▶ _Instructions to follow_
Copy each line of the following material exactly.

▶ _Task inputs_
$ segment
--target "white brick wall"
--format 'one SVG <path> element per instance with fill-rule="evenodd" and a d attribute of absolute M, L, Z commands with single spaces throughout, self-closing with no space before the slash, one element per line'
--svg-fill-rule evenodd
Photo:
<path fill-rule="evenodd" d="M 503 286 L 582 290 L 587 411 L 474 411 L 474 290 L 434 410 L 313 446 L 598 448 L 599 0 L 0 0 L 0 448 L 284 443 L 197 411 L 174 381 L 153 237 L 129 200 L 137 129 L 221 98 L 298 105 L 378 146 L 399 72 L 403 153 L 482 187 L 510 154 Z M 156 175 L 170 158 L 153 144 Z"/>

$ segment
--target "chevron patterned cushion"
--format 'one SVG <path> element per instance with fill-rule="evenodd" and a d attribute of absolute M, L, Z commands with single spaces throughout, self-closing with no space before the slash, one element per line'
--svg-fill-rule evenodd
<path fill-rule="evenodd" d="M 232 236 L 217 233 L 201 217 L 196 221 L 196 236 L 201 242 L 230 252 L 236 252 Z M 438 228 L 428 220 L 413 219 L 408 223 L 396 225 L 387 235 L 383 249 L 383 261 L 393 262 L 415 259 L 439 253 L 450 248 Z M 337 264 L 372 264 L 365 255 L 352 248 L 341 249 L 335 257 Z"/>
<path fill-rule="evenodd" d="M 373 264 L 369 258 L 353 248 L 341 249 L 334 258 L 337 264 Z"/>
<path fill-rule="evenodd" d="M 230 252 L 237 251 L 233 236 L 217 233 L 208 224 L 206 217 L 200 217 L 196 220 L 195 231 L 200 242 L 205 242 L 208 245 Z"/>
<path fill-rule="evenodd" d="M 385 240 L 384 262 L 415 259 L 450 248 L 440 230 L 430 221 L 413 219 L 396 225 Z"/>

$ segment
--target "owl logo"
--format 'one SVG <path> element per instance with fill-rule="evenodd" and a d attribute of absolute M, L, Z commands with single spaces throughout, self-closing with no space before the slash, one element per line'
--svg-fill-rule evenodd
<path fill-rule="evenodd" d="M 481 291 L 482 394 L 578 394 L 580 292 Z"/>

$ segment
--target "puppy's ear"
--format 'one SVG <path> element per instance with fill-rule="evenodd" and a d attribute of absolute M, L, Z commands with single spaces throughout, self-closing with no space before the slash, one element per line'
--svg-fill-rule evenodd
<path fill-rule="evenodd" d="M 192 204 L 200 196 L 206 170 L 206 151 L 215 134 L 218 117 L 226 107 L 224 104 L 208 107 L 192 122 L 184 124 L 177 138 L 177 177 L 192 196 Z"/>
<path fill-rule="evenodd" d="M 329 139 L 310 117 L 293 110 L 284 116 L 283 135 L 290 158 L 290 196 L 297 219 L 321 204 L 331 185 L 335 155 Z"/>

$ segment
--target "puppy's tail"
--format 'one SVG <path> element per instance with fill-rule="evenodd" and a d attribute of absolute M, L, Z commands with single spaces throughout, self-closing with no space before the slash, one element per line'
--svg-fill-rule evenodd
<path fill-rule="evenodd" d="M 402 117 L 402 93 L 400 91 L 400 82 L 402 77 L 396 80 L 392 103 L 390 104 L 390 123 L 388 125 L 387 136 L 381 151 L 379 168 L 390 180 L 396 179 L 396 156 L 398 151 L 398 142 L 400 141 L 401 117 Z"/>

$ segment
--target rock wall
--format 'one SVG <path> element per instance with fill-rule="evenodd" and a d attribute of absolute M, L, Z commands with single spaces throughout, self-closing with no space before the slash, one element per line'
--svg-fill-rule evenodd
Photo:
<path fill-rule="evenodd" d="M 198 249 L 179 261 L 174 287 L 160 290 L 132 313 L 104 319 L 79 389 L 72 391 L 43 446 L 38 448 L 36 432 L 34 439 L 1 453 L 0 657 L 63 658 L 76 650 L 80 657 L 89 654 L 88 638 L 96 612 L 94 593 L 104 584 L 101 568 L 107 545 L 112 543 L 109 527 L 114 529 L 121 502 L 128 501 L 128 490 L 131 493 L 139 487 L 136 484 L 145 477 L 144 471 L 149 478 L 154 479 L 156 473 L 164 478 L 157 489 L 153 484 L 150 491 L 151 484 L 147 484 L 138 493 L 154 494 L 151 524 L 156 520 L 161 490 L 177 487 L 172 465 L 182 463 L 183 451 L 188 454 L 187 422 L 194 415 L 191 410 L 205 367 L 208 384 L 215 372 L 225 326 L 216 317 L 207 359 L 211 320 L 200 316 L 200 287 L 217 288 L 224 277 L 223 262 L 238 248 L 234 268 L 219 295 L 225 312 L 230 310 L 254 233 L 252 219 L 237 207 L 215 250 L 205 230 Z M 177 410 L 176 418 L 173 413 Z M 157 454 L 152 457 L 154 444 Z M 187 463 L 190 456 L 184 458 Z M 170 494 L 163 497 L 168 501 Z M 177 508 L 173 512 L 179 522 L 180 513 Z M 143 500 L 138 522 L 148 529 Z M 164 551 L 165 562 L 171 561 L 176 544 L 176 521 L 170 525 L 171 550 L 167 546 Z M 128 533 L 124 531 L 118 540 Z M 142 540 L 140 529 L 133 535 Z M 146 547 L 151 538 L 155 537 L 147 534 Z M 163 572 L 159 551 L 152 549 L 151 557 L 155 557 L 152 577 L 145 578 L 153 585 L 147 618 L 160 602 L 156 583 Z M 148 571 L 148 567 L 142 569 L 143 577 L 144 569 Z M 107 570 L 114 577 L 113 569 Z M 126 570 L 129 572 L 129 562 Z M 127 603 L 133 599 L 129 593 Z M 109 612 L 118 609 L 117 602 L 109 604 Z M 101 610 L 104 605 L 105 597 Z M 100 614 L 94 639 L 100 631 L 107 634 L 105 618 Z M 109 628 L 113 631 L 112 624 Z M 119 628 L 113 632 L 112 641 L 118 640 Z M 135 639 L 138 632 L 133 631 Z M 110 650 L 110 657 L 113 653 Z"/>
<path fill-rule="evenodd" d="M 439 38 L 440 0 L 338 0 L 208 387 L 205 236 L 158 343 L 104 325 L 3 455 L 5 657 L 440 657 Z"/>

▶ _Expected answer_
$ segment
--target "white brick wall"
--format 'one SVG <path> element per instance with fill-rule="evenodd" and a d attribute of absolute M, L, Z commands with single spaces throughout, self-closing with no space before the slash, one element per line'
--svg-fill-rule evenodd
Photo:
<path fill-rule="evenodd" d="M 503 286 L 582 290 L 587 411 L 474 411 L 474 290 L 434 410 L 313 446 L 598 448 L 599 0 L 0 0 L 0 448 L 284 443 L 197 411 L 174 381 L 153 237 L 129 200 L 137 129 L 221 98 L 298 105 L 378 146 L 399 72 L 403 153 L 482 187 L 510 154 Z M 156 175 L 170 158 L 153 144 Z"/>

$ segment
--target "chevron patterned cushion"
--format 'one SVG <path> element per instance with fill-rule="evenodd" and a d attribute of absolute M, L, Z commands with single spaces throughout, self-closing with no space before the slash, one element per line'
--svg-fill-rule evenodd
<path fill-rule="evenodd" d="M 232 236 L 217 233 L 201 217 L 196 221 L 196 236 L 201 242 L 230 252 L 236 252 Z M 438 228 L 428 220 L 413 219 L 408 223 L 396 225 L 387 235 L 383 249 L 383 261 L 393 262 L 415 259 L 439 253 L 450 248 Z M 337 264 L 372 264 L 365 255 L 352 248 L 341 249 L 335 257 Z"/>
<path fill-rule="evenodd" d="M 373 264 L 369 258 L 353 248 L 341 249 L 334 258 L 337 264 Z"/>
<path fill-rule="evenodd" d="M 230 252 L 237 251 L 233 236 L 217 233 L 208 224 L 206 217 L 200 217 L 196 220 L 195 231 L 200 242 L 205 242 L 208 245 Z"/>
<path fill-rule="evenodd" d="M 385 240 L 384 262 L 415 259 L 450 248 L 440 230 L 430 221 L 413 219 L 396 225 Z"/>

$ segment
--target "owl logo"
--format 'one SVG <path> element per instance with fill-rule="evenodd" and a d attribute of absolute M, L, Z commands with single spaces throughout, self-closing with no space before the slash, one element per line'
--svg-fill-rule evenodd
<path fill-rule="evenodd" d="M 481 291 L 482 394 L 578 394 L 580 292 Z"/>

$ segment
--target "puppy's ear"
--format 'one SVG <path> element per instance with fill-rule="evenodd" and a d attribute of absolute M, L, Z commands with single spaces throughout, self-closing with no space before the slash, one element per line'
--svg-fill-rule evenodd
<path fill-rule="evenodd" d="M 192 204 L 200 196 L 206 170 L 206 151 L 215 134 L 218 117 L 226 107 L 224 104 L 208 107 L 192 122 L 184 124 L 177 138 L 177 177 L 192 196 Z"/>
<path fill-rule="evenodd" d="M 329 139 L 310 117 L 293 110 L 284 116 L 283 135 L 290 158 L 290 196 L 297 219 L 321 204 L 331 185 L 335 155 Z"/>

$ segment
--target "puppy's tail"
--format 'one SVG <path> element per instance with fill-rule="evenodd" and a d attribute of absolute M, L, Z commands with single spaces throughout, self-closing with no space before the slash, one element per line'
--svg-fill-rule evenodd
<path fill-rule="evenodd" d="M 402 117 L 402 93 L 400 91 L 400 82 L 402 77 L 396 80 L 392 103 L 390 104 L 390 123 L 388 125 L 387 136 L 381 151 L 379 168 L 390 180 L 396 179 L 396 156 L 398 151 L 398 142 L 400 141 L 401 117 Z"/>

$ segment
--target rock wall
--format 'one SVG <path> element per instance with fill-rule="evenodd" and a d attribute of absolute M, L, Z commands with single spaces throughout, self-closing with no space before the slash, one element per line'
--svg-fill-rule evenodd
Photo:
<path fill-rule="evenodd" d="M 198 249 L 179 261 L 174 287 L 160 290 L 132 313 L 104 319 L 79 389 L 72 391 L 43 446 L 38 448 L 36 432 L 34 439 L 1 453 L 0 657 L 63 658 L 76 650 L 80 657 L 89 654 L 88 638 L 96 612 L 94 593 L 104 584 L 101 568 L 107 545 L 112 543 L 109 527 L 114 529 L 121 502 L 128 501 L 128 490 L 131 493 L 139 487 L 136 484 L 145 477 L 144 471 L 149 478 L 154 479 L 156 473 L 164 478 L 157 489 L 153 484 L 150 491 L 151 484 L 147 484 L 138 493 L 154 494 L 151 524 L 156 520 L 161 490 L 177 487 L 172 465 L 182 463 L 183 451 L 188 454 L 187 422 L 194 415 L 191 410 L 205 367 L 208 384 L 215 372 L 225 326 L 216 317 L 207 359 L 211 320 L 200 316 L 200 287 L 217 288 L 224 277 L 223 262 L 238 248 L 234 268 L 219 295 L 225 312 L 230 310 L 254 233 L 252 219 L 237 207 L 215 250 L 205 230 Z M 177 410 L 176 418 L 173 413 Z M 157 454 L 152 457 L 154 444 Z M 187 463 L 190 456 L 184 458 Z M 170 494 L 163 497 L 168 501 Z M 177 508 L 173 512 L 179 522 L 180 513 Z M 143 500 L 138 522 L 148 529 Z M 164 551 L 165 562 L 171 561 L 176 544 L 176 521 L 170 525 L 171 550 L 167 546 Z M 128 533 L 124 531 L 118 540 Z M 142 540 L 140 529 L 133 535 Z M 146 547 L 151 538 L 155 537 L 147 534 Z M 163 572 L 159 551 L 152 549 L 151 557 L 155 557 L 152 577 L 145 578 L 153 585 L 147 618 L 160 602 L 156 583 Z M 148 571 L 148 567 L 142 569 L 143 577 L 144 569 Z M 107 570 L 114 577 L 113 569 Z M 126 570 L 129 572 L 129 562 Z M 127 603 L 133 599 L 129 593 Z M 109 612 L 118 609 L 117 602 L 109 604 Z M 101 610 L 104 605 L 105 597 Z M 100 614 L 94 639 L 100 631 L 107 634 L 105 618 Z M 109 628 L 113 631 L 112 624 Z M 119 628 L 113 632 L 112 641 L 118 640 Z M 135 639 L 138 632 L 133 631 Z M 110 650 L 110 657 L 113 653 Z"/>
<path fill-rule="evenodd" d="M 439 38 L 440 0 L 338 0 L 208 387 L 205 236 L 158 343 L 104 325 L 3 455 L 5 657 L 440 657 Z"/>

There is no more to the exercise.